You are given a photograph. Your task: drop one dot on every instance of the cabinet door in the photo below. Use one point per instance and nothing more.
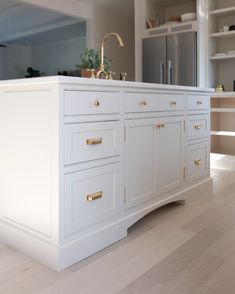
(170, 153)
(140, 161)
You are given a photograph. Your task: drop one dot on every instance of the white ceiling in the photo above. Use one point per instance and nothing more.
(122, 6)
(18, 20)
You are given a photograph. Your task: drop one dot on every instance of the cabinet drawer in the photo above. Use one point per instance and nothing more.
(198, 102)
(86, 103)
(197, 126)
(91, 141)
(91, 196)
(197, 161)
(142, 102)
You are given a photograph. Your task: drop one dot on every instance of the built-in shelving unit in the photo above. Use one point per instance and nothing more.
(223, 11)
(219, 57)
(223, 123)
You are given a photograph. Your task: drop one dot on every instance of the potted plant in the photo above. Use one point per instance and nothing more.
(90, 60)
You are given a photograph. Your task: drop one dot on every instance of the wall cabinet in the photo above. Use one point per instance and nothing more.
(93, 157)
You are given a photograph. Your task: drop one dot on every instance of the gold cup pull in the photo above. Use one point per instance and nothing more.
(94, 196)
(160, 125)
(96, 103)
(198, 127)
(198, 161)
(94, 141)
(144, 103)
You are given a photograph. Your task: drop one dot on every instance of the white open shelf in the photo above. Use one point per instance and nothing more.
(223, 11)
(223, 133)
(222, 109)
(227, 56)
(223, 34)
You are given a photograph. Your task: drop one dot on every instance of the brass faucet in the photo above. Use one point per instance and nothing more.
(102, 73)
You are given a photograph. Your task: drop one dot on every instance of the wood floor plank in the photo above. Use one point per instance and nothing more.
(222, 281)
(180, 249)
(142, 285)
(190, 280)
(172, 265)
(119, 277)
(224, 247)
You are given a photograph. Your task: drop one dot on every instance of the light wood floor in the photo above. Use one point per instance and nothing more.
(180, 249)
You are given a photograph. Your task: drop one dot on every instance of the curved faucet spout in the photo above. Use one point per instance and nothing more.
(121, 44)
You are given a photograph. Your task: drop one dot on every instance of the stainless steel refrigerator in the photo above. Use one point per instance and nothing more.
(171, 59)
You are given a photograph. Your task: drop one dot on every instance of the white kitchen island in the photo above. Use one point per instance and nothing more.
(81, 160)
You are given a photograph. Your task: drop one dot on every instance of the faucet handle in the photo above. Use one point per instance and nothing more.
(123, 76)
(110, 75)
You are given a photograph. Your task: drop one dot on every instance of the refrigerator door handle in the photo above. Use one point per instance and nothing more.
(169, 72)
(162, 66)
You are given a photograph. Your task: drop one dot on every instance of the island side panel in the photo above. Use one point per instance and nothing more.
(29, 160)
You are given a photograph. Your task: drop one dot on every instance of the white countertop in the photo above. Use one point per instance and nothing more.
(97, 82)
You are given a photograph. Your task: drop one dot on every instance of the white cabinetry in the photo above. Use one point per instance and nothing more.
(82, 160)
(141, 165)
(198, 133)
(170, 153)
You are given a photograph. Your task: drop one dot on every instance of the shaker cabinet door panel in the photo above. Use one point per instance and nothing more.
(140, 161)
(170, 153)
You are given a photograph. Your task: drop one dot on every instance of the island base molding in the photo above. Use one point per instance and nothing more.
(61, 257)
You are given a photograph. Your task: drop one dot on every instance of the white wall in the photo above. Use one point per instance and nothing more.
(105, 21)
(18, 58)
(63, 55)
(100, 22)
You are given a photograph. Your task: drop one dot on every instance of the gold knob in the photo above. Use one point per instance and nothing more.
(96, 103)
(160, 125)
(94, 141)
(198, 127)
(173, 103)
(94, 196)
(198, 161)
(144, 103)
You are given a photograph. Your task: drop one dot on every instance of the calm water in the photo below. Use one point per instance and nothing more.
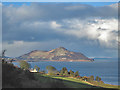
(106, 69)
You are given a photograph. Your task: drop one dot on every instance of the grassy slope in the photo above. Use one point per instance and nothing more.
(76, 83)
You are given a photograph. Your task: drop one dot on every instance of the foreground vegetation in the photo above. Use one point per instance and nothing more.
(15, 77)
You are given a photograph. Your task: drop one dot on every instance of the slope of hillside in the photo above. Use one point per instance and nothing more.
(61, 54)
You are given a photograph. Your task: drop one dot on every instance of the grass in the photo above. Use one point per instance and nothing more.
(77, 83)
(69, 82)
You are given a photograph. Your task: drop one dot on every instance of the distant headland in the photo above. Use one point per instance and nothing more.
(58, 54)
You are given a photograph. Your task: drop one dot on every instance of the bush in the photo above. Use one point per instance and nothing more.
(24, 65)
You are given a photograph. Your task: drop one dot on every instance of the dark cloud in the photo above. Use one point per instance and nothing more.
(49, 25)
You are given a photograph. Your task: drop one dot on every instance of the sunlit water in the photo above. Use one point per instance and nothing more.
(106, 69)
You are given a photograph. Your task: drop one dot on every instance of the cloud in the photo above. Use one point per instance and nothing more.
(103, 30)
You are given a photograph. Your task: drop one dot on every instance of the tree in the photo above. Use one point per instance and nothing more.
(71, 73)
(36, 67)
(76, 73)
(98, 78)
(24, 65)
(3, 55)
(66, 73)
(51, 69)
(91, 78)
(64, 69)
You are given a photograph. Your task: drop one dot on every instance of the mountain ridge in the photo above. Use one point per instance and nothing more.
(58, 54)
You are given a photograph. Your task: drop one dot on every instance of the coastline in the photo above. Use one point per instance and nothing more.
(57, 60)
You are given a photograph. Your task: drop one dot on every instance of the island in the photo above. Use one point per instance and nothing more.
(58, 54)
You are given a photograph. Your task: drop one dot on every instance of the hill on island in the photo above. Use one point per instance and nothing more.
(58, 54)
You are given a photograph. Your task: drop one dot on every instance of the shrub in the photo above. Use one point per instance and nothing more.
(24, 65)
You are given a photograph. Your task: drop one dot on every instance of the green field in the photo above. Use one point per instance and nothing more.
(76, 83)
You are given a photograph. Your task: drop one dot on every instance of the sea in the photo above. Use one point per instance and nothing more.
(107, 69)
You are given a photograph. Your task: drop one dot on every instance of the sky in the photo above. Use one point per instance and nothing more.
(89, 28)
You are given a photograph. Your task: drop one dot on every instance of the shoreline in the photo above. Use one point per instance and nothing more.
(57, 60)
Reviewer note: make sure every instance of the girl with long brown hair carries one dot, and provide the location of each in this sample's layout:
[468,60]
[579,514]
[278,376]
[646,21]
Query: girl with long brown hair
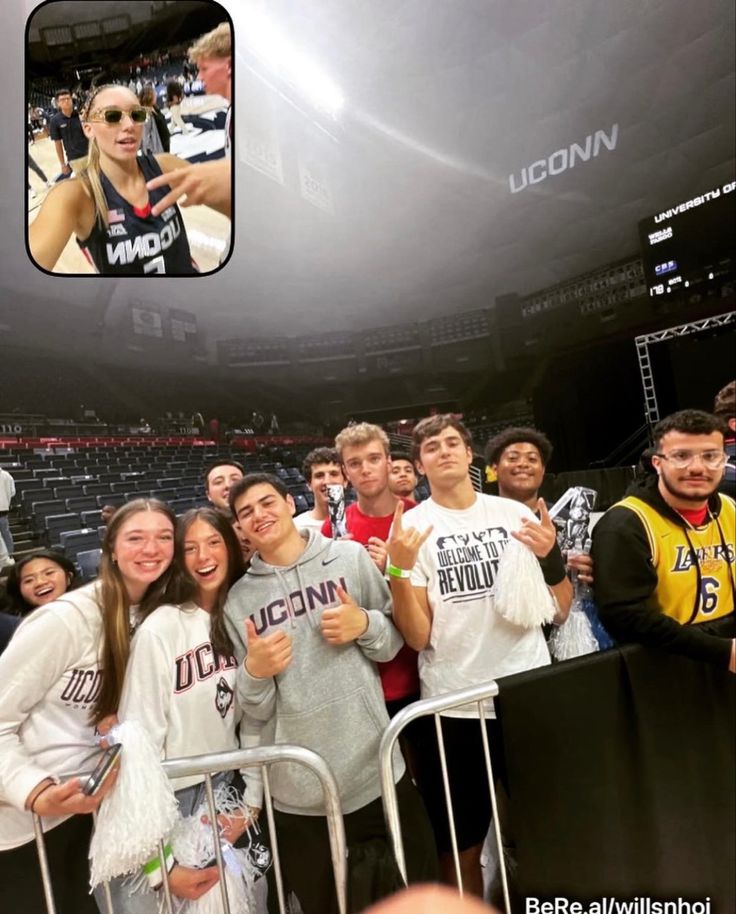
[62,676]
[180,686]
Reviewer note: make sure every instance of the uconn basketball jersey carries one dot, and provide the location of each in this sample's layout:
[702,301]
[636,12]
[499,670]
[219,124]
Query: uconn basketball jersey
[135,243]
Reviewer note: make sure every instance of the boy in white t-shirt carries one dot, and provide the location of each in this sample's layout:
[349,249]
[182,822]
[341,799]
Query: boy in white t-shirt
[443,560]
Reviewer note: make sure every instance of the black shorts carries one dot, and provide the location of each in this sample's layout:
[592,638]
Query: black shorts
[467,776]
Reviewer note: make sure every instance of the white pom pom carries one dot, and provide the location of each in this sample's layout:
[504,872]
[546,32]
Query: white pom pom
[574,637]
[193,844]
[137,813]
[519,592]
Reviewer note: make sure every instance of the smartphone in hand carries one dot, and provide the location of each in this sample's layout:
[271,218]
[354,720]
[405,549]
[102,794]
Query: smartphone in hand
[102,772]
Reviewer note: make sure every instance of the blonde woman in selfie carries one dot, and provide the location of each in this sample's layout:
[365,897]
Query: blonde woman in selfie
[122,227]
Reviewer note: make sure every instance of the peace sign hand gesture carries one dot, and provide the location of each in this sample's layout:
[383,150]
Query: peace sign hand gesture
[540,538]
[404,544]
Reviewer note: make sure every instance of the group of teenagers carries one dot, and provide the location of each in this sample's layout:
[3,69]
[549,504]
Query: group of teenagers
[312,640]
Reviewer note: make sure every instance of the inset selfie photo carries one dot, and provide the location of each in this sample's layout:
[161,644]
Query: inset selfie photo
[128,108]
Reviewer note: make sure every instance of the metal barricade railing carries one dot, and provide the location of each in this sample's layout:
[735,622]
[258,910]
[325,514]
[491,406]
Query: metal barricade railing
[475,695]
[207,765]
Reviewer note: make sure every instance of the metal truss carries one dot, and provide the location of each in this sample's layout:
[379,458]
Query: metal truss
[651,409]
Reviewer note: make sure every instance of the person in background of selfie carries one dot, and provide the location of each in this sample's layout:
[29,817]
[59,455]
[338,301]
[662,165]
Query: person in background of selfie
[61,676]
[37,579]
[156,136]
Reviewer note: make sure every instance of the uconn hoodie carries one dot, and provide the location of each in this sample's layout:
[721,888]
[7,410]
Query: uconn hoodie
[329,699]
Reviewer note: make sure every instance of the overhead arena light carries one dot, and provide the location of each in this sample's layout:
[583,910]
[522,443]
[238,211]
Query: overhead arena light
[289,64]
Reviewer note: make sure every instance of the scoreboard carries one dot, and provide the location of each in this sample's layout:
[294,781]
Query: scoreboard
[691,242]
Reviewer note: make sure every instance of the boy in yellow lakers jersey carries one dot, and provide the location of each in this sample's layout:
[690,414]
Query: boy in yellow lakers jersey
[664,555]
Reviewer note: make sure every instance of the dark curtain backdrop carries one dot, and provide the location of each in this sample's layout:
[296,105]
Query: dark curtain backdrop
[622,771]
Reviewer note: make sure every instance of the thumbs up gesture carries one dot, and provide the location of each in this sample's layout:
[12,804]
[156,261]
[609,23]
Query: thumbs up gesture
[266,656]
[345,622]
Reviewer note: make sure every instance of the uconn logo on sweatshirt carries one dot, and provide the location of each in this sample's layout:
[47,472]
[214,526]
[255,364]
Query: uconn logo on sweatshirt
[82,688]
[198,665]
[298,603]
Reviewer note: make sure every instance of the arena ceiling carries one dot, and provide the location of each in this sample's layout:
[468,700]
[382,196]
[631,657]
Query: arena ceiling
[480,148]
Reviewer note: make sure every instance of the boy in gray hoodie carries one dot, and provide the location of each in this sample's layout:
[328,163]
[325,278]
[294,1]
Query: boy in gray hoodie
[309,620]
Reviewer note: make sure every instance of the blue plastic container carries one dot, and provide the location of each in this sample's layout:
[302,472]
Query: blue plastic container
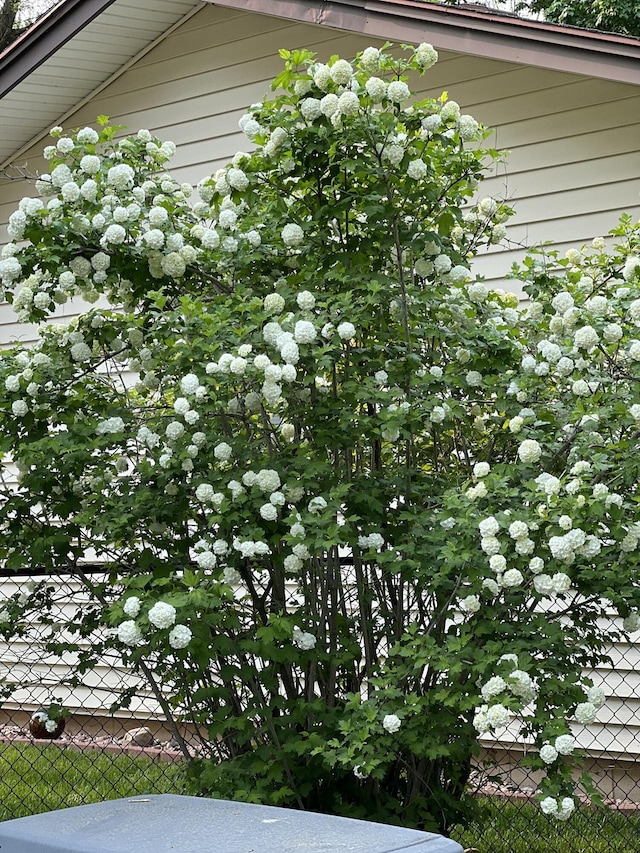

Requirement
Gather all lines from the records above in which "plastic" appears.

Exercise output
Reviewer note: make sure every instance of the blue plastic container carries one dot, and provide the location of each in this sample's layout:
Query: blue plastic container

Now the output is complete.